* _Description of the task_
With the pictures omitted, transcribe each line below exactly as it is.

[Data for this exercise — start]

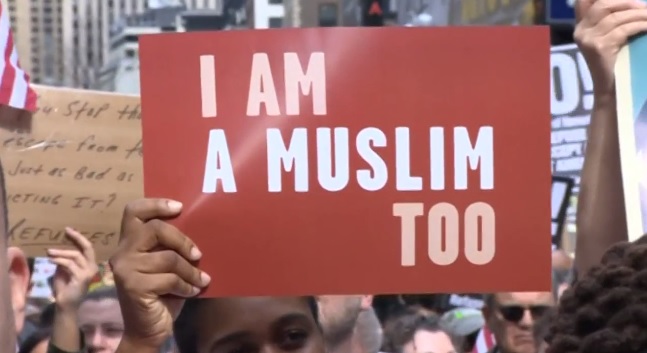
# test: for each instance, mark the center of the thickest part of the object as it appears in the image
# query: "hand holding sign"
(75, 269)
(151, 263)
(606, 26)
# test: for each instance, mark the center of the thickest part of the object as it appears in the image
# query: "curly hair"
(605, 311)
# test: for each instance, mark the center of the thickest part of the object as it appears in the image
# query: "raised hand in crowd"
(603, 27)
(153, 270)
(74, 272)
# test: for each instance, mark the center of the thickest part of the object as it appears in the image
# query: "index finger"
(169, 237)
(147, 209)
(581, 7)
(81, 242)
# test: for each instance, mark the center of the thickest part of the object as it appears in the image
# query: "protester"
(511, 317)
(367, 334)
(338, 315)
(100, 320)
(541, 330)
(14, 282)
(463, 326)
(606, 310)
(75, 268)
(603, 28)
(411, 332)
(155, 260)
(37, 342)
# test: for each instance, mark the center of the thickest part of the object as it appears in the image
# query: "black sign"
(560, 196)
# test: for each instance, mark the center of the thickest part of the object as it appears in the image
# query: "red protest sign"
(344, 161)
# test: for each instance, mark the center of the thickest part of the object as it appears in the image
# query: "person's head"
(367, 335)
(100, 320)
(561, 260)
(249, 324)
(17, 265)
(540, 330)
(463, 326)
(605, 311)
(511, 317)
(338, 315)
(411, 332)
(36, 342)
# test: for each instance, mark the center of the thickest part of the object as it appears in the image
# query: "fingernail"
(195, 254)
(195, 291)
(174, 206)
(205, 279)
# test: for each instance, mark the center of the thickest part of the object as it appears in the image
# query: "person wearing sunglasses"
(512, 316)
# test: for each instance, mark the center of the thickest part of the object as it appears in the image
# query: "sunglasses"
(514, 313)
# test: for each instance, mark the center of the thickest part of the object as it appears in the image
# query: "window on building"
(276, 22)
(328, 16)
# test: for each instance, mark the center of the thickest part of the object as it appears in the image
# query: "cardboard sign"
(77, 165)
(327, 160)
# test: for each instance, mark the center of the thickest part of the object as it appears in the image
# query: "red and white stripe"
(14, 81)
(484, 341)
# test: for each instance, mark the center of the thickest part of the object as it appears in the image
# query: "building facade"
(266, 13)
(67, 42)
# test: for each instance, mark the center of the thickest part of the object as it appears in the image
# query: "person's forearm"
(65, 330)
(7, 325)
(601, 218)
(128, 345)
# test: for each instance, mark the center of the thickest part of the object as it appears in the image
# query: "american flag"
(15, 91)
(484, 341)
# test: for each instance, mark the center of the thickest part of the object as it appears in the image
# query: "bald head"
(561, 260)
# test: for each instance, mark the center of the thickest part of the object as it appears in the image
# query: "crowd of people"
(598, 302)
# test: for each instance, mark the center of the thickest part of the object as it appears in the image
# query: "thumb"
(147, 209)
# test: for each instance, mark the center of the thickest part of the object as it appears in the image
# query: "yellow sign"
(77, 165)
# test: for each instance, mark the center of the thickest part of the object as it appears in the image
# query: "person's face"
(258, 325)
(41, 347)
(338, 315)
(561, 260)
(102, 326)
(429, 342)
(512, 318)
(543, 346)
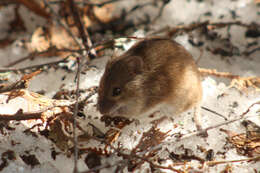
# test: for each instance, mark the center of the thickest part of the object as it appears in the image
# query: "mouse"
(155, 73)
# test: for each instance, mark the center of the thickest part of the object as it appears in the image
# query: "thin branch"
(58, 20)
(75, 113)
(78, 23)
(212, 163)
(34, 66)
(20, 115)
(101, 4)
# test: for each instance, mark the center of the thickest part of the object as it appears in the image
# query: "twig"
(83, 34)
(106, 166)
(188, 28)
(101, 4)
(21, 84)
(33, 66)
(214, 112)
(242, 116)
(34, 7)
(75, 113)
(58, 20)
(20, 115)
(212, 163)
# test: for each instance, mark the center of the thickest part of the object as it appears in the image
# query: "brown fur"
(154, 71)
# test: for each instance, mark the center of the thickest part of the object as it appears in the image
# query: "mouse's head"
(120, 87)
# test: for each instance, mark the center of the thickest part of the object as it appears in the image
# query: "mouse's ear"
(135, 64)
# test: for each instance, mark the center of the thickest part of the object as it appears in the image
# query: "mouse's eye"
(116, 91)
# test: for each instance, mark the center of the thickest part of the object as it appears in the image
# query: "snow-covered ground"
(217, 95)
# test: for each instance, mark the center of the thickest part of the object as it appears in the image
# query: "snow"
(217, 96)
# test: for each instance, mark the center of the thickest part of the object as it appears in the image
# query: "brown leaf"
(246, 143)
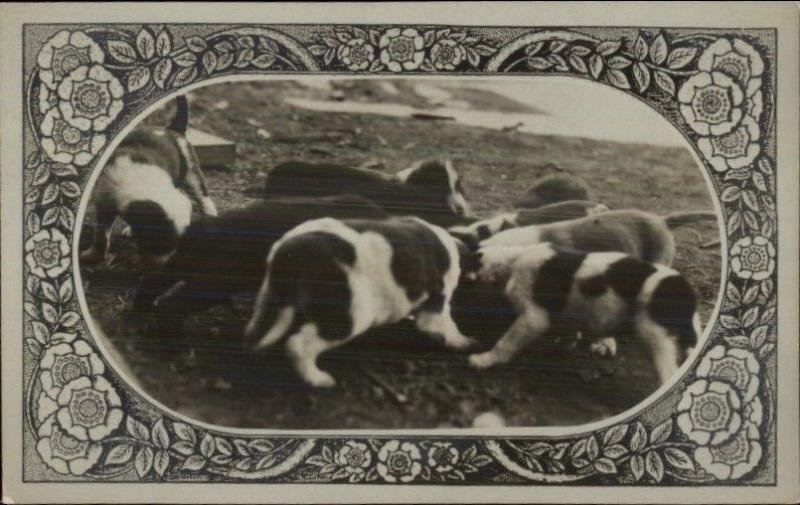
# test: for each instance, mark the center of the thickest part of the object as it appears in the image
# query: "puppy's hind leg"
(303, 348)
(518, 335)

[Data for this exercise — finish]

* _Completed task_
# test: for each instance, mark the center of the thickest part of the object as it appears in the image
# query: "hand holding sign"
(75, 269)
(151, 263)
(606, 26)
# test: for each instance, mark the center of the thickest part of the object as it appears in the image
# query: "curly hair"
(605, 311)
# test: for each instance, mark the center of the thickest part of the object as it appears in the image
# query: "raised hand in crowd"
(603, 27)
(153, 270)
(74, 272)
# test: for each instance, mark the center of the thickest part of the object as it appears in the image
# query: "index finger"
(169, 237)
(147, 209)
(581, 7)
(81, 242)
# test: for each instance, mark the center of the thickest part of the object as it appears in the image
# query: "protester"
(511, 317)
(367, 334)
(338, 315)
(100, 320)
(541, 330)
(14, 282)
(463, 326)
(606, 310)
(75, 268)
(603, 28)
(411, 332)
(155, 260)
(37, 342)
# test: for each instance, mark the center of the thickest part of the object as it appears in the image
# query: "black sign"
(560, 196)
# test: for each instance, mark the center of the thickest part of the object as it appears in the image
# query: "red protest sign"
(344, 161)
# test: for each instance, mark the center of the thickest part of the object as it appears in the image
# query: "person's head"
(367, 335)
(100, 320)
(561, 260)
(249, 324)
(17, 265)
(540, 330)
(463, 326)
(605, 311)
(511, 317)
(338, 315)
(411, 332)
(36, 342)
# test: for each instance, mark the center of the thickest part of the object as it appears in the image
# query: "fingernail"
(195, 254)
(195, 291)
(174, 206)
(205, 279)
# test: for each instance, mark the center of the thickest part of the object as it appears in the image
# query: "person wearing sunglasses"
(512, 316)
# test: for each instance, mark the center of the thickest part of the object as it appears in the image
# query: "sunglasses"
(514, 313)
# test: for each instance, mark the center of the thickest part of the object as it appears in the image
# query: "window on building"
(276, 22)
(328, 16)
# test: for each instance, mark the center of the thickest part of the object as it appears in the image
# query: "cardboard sign"
(77, 165)
(327, 160)
# test: for each instance, mark the center of the thickest part of the object as it appears in the image
# query: "red and white stripe"
(14, 81)
(484, 341)
# test: for each instance, mark the center of the thickest part of the object as it appears in the image
# query: "building facade"
(266, 13)
(67, 42)
# test: for each instance, mark the center of the thickest part of the object as it appears in the image
# query: "person's forearm"
(65, 330)
(7, 325)
(601, 218)
(128, 345)
# test: for each instance, mark the center of the thickest part of the object as it appears in the image
# query: "american flag"
(15, 91)
(484, 341)
# test: for each instance, mark the center of the thickest part of the object as it appears in the image
# query: "bald head"
(561, 260)
# test: for each instance, mark the center of the thickest part of the object as it appears in the image
# query: "crowd of people"
(598, 302)
# test: for each instance, mark the center of the thickest part of the object as it appears in the image
# query: "thumb"
(147, 209)
# test: for each instance, mark the center of the thickest part of the object as it appears in the image
# query: "yellow sign"
(77, 165)
# test: for each instance, mark the center of the thickest part of the object as it appears in the image
# query: "person's face"
(258, 325)
(41, 347)
(338, 315)
(561, 260)
(102, 326)
(429, 342)
(512, 318)
(543, 346)
# test: for each instance, mark the center of the thickest part of the object as it appears in the image
# query: "mouse"
(155, 73)
# test: for each instance, mark the center of the thickest part of the object as it appears in the image
# query: "thin branch"
(58, 20)
(75, 113)
(78, 23)
(212, 163)
(34, 66)
(20, 115)
(101, 4)
# test: for each instance, mark the center of the thickest part of the object as it appears in the image
# query: "twig"
(83, 34)
(106, 166)
(188, 28)
(101, 4)
(21, 84)
(33, 66)
(214, 112)
(242, 116)
(34, 7)
(75, 113)
(58, 20)
(20, 115)
(212, 163)
# test: for each instance, mark the center of the thickest part of the object as it appears in the image
# query: "brown fur"
(154, 71)
# test: for each instance, mark the center of the thickest part of the object as it appears in the image
# query: "mouse's head"
(120, 87)
# test: for each instance, mark the center of the thickest part of the object as it appears in the image
# query: "mouse's ear"
(135, 64)
# test: for each instance, mark the center of the thickest part of the object as it appears in the image
# query: "mouse's eye"
(116, 91)
# test: for each instance, mark the center of the thickest part of the object as it appears in the image
# query: "snow-covered ground"
(217, 95)
# test: for each instance, mark the center of the thickest part of the object as it appears in the image
# query: "snow"
(217, 96)
# test: for each instance, mark the center of the thickest part of the object as it appears in the image
# query: "brown leaf"
(246, 143)
# test: for each instance, mark the center of the thickest part of the object as it appears in the image
# query: "puppy's hind leg"
(303, 348)
(518, 335)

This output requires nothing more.